## [ENTRIES SUPPLIED]
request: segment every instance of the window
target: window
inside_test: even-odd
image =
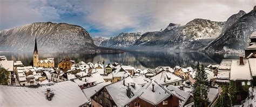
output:
[[[107,104],[106,104],[106,106],[107,106],[107,107],[109,107],[109,104],[107,103]]]
[[[99,103],[102,104],[102,99],[99,99]]]
[[[134,107],[140,107],[140,103],[134,103]]]
[[[163,105],[168,105],[168,101],[163,101]]]
[[[97,96],[94,96],[94,99],[96,101],[97,100]]]

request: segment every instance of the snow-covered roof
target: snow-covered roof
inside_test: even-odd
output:
[[[121,67],[126,70],[135,70],[135,68],[131,66],[121,66]]]
[[[231,69],[231,62],[232,60],[231,59],[223,60],[220,62],[219,69],[230,70]]]
[[[147,83],[145,77],[142,77],[141,76],[133,77],[132,79],[138,85],[144,85]]]
[[[14,66],[23,66],[21,61],[16,61],[14,62]]]
[[[230,75],[230,70],[218,70],[217,79],[229,80]]]
[[[248,60],[249,61],[250,67],[252,72],[252,76],[256,76],[256,59],[250,58]]]
[[[214,98],[216,97],[217,95],[218,95],[218,89],[215,88],[209,88],[209,91],[207,92],[207,97],[209,98],[208,100],[212,102]]]
[[[104,74],[104,69],[95,69],[96,72],[98,72],[100,75],[103,75]]]
[[[193,72],[190,72],[190,74],[192,75],[192,79],[194,79],[196,77],[196,73],[197,73],[197,70],[194,70]],[[205,68],[205,72],[206,73],[207,80],[208,81],[211,80],[211,79],[215,79],[216,77],[214,76],[214,74],[212,72],[210,69]]]
[[[180,77],[167,71],[163,71],[155,76],[151,77],[151,79],[156,80],[161,85],[176,82],[182,80]]]
[[[4,60],[0,62],[0,66],[2,65],[2,67],[4,68],[8,71],[14,71],[14,61],[7,61]]]
[[[231,70],[230,72],[230,80],[247,80],[252,79],[251,76],[250,68],[247,60],[244,60],[243,65],[240,65],[239,60],[232,60]]]
[[[152,91],[152,84],[154,90]],[[141,91],[139,98],[151,104],[156,105],[171,96],[170,91],[155,81],[151,81],[146,84]]]
[[[83,91],[87,99],[91,99],[90,97],[95,94],[98,91],[99,91],[100,89],[102,89],[103,87],[111,84],[111,82],[110,81],[107,82],[103,82],[99,84],[97,84],[95,86],[89,87],[87,88],[85,88],[83,89]]]
[[[175,86],[172,85],[170,85],[167,87],[167,89],[169,90],[174,95],[180,100],[182,100],[184,103],[190,97],[190,94],[187,93],[183,90],[180,90],[180,89],[177,88]],[[182,105],[183,105],[183,104]]]
[[[46,98],[47,88],[55,94],[50,101]],[[78,106],[88,101],[80,88],[70,81],[37,88],[0,85],[0,106]]]
[[[125,80],[125,85],[123,84],[124,80]],[[134,83],[134,88],[131,85],[131,83]],[[134,94],[134,96],[131,98],[128,97],[126,95],[126,89],[128,88],[128,83],[129,83],[131,91]],[[117,106],[124,106],[126,104],[137,97],[142,88],[135,83],[131,77],[128,76],[117,82],[106,85],[105,88],[113,101],[117,105]]]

## [SET PROBLEM]
Each entry gets copied exactly; the pictures stay out.

## [OUTPUT OF THE TASK]
request: segment every instance of the window
target: window
inside_test: even-odd
image =
output:
[[[107,104],[106,104],[106,106],[107,106],[107,107],[109,107],[109,104],[107,103]]]
[[[99,103],[102,104],[102,99],[99,99]]]
[[[134,107],[140,107],[140,103],[134,103]]]
[[[163,105],[168,105],[168,101],[163,101]]]
[[[97,96],[94,96],[94,99],[96,101],[97,100]]]

request: segment every instance of the snow-covered roof
target: snow-covered roof
inside_test: even-odd
output:
[[[121,67],[126,70],[135,70],[135,68],[131,66],[121,66]]]
[[[231,69],[231,62],[232,60],[231,59],[223,60],[220,62],[219,69],[230,70]]]
[[[147,83],[145,77],[142,77],[141,76],[133,77],[132,79],[138,85],[144,85]]]
[[[14,66],[23,66],[21,61],[16,61],[14,62]]]
[[[230,75],[230,70],[218,70],[217,79],[229,80]]]
[[[248,60],[249,61],[250,67],[252,72],[252,76],[256,76],[256,59],[250,58]]]
[[[214,98],[216,97],[217,95],[218,95],[218,89],[215,88],[209,88],[209,91],[207,92],[207,97],[209,98],[208,100],[212,102]]]
[[[104,74],[104,69],[95,69],[96,72],[98,72],[100,75],[103,75]]]
[[[193,72],[190,72],[190,74],[192,75],[192,79],[194,79],[196,77],[196,73],[197,73],[197,70],[194,70]],[[205,68],[205,72],[206,73],[207,80],[208,81],[211,80],[211,79],[215,79],[216,77],[214,76],[214,74],[212,72],[210,69]]]
[[[180,77],[167,71],[163,71],[155,76],[151,77],[151,79],[156,80],[161,85],[176,82],[182,80]]]
[[[4,60],[0,62],[0,66],[2,65],[2,67],[4,68],[8,71],[14,71],[14,61],[7,61]]]
[[[231,70],[230,72],[230,80],[247,80],[252,79],[251,76],[250,68],[247,60],[244,60],[243,65],[240,65],[239,60],[232,60]]]
[[[152,91],[152,84],[154,90]],[[141,91],[139,98],[151,104],[156,105],[171,96],[170,91],[155,81],[151,81],[146,84]]]
[[[83,91],[87,99],[91,99],[90,97],[95,94],[98,91],[99,91],[100,89],[102,89],[103,87],[111,84],[111,82],[110,81],[107,82],[103,82],[99,84],[97,84],[95,86],[89,87],[87,88],[85,88],[83,89]]]
[[[175,86],[172,85],[170,85],[167,87],[167,89],[169,90],[174,95],[180,100],[182,100],[184,103],[190,97],[190,94],[187,93],[183,90],[180,90],[180,89],[177,88]],[[182,105],[183,105],[183,104]]]
[[[46,98],[47,88],[55,94],[50,101]],[[78,106],[88,101],[80,88],[70,81],[37,88],[0,85],[0,106]]]
[[[125,80],[125,85],[123,84],[124,80]],[[134,83],[134,88],[131,85],[131,83]],[[134,94],[134,96],[131,98],[128,97],[126,95],[126,89],[128,88],[128,83],[129,83],[131,91]],[[117,106],[124,106],[126,104],[137,97],[142,88],[135,83],[131,77],[128,76],[117,82],[106,85],[105,88],[113,101],[117,105]]]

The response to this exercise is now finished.